* What you will do
Can you extract each line from the entries below that contains the word "every"?

## START

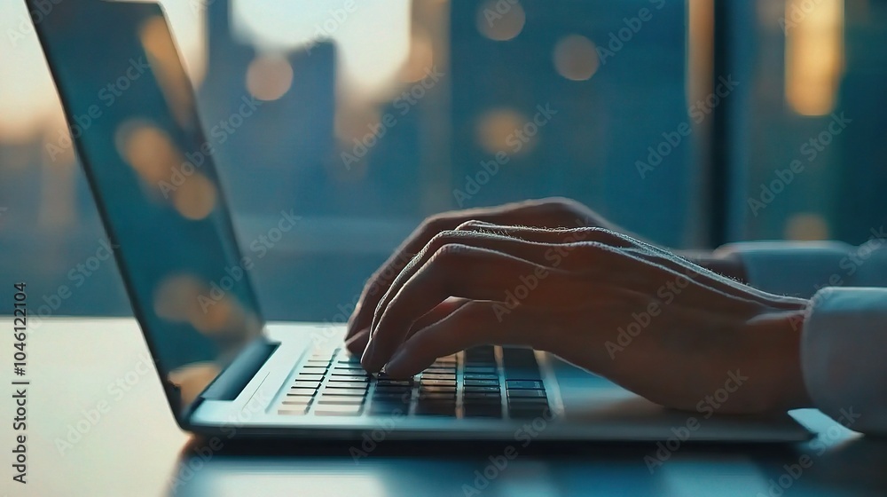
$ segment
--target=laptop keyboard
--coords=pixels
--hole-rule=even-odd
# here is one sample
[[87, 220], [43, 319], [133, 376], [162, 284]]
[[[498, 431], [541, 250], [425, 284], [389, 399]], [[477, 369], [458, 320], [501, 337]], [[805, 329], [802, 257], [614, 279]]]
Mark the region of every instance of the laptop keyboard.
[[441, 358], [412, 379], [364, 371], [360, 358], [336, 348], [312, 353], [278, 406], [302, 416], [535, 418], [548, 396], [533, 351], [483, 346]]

## END
## START

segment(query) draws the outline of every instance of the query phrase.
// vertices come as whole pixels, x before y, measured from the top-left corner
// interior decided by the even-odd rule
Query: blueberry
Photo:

## END

* Correct output
Mark the region of every instance of the laptop keyboard.
segment(query) draws the outline of every instance of the query phrase.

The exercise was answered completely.